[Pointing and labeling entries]

● ● ● ● ● ● ●

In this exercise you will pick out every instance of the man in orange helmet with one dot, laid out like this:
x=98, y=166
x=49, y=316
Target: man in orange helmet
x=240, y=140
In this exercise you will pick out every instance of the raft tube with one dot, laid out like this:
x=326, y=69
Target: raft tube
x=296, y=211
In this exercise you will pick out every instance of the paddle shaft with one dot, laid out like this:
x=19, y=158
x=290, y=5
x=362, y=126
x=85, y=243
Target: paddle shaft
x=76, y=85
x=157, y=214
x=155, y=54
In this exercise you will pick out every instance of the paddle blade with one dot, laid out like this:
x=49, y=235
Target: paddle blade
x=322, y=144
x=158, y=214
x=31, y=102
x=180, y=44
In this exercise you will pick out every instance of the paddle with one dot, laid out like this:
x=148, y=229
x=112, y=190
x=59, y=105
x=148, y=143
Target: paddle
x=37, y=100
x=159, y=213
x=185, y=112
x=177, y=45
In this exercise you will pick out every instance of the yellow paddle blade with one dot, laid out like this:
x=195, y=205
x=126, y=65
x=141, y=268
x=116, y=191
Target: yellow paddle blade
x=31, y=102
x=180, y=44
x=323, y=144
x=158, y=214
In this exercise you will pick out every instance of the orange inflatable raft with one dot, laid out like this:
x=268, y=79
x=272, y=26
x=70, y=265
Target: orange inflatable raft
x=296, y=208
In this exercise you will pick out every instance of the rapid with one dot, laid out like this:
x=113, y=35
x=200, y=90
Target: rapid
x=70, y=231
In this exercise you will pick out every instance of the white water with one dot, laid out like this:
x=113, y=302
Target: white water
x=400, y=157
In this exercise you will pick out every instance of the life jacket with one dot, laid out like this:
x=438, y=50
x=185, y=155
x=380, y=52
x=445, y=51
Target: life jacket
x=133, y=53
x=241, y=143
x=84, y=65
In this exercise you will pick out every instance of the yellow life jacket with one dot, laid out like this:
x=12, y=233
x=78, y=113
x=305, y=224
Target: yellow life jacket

● ● ● ● ● ● ●

Write out every row above again, renaming "life jacket" to "buoyancy vest" wherever it occurs and leaving everything else unchanged.

In this exercise you will pick out every instance of the man in orange helmet with one dot, laid out like this:
x=98, y=166
x=49, y=316
Target: man in orange helmet
x=240, y=140
In this exercise you will pick out every instance of the raft tube with one dot, laid out like this:
x=326, y=69
Target: raft tube
x=296, y=211
In this exercise you will pick out every instance of the paddle shaft with one dot, laid out like this:
x=19, y=158
x=290, y=5
x=362, y=126
x=85, y=243
Target: paddle shaft
x=76, y=85
x=157, y=214
x=155, y=54
In this exercise you will pick out every instance of the paddle blade with one dot, laid out like this:
x=49, y=235
Target: paddle blade
x=322, y=144
x=158, y=214
x=31, y=102
x=180, y=44
In this exercise you will pick out every instance of the paddle with one dot, laid out like this:
x=148, y=229
x=112, y=190
x=59, y=105
x=148, y=143
Target: paddle
x=37, y=100
x=159, y=213
x=185, y=112
x=177, y=45
In this exercise you will pick out every instance of the yellow paddle blade with one dot, laid out like this:
x=195, y=205
x=126, y=65
x=141, y=268
x=116, y=191
Target: yellow paddle blade
x=31, y=102
x=180, y=44
x=323, y=144
x=158, y=214
In this exercise you will pick out every instance of the orange inflatable raft with one dot, laid out like this:
x=268, y=79
x=272, y=26
x=70, y=265
Target: orange inflatable raft
x=296, y=208
In this exercise you will pick out every instance of the rapid with one dot, laid out like this:
x=113, y=35
x=200, y=90
Target: rapid
x=70, y=231
In this exercise you will pick out every instance of the white water with one dot, laid out like this:
x=113, y=302
Target: white water
x=400, y=157
In this exercise you will pick out every instance of the buoyancy vest with one dot, laid out like this:
x=438, y=50
x=185, y=155
x=380, y=52
x=445, y=51
Target: buoyancy vest
x=133, y=53
x=241, y=143
x=84, y=65
In this exercise you will pick out every instance of the yellow buoyancy vest with one dot, laid out like this:
x=12, y=233
x=78, y=113
x=305, y=224
Target: yellow buoyancy vest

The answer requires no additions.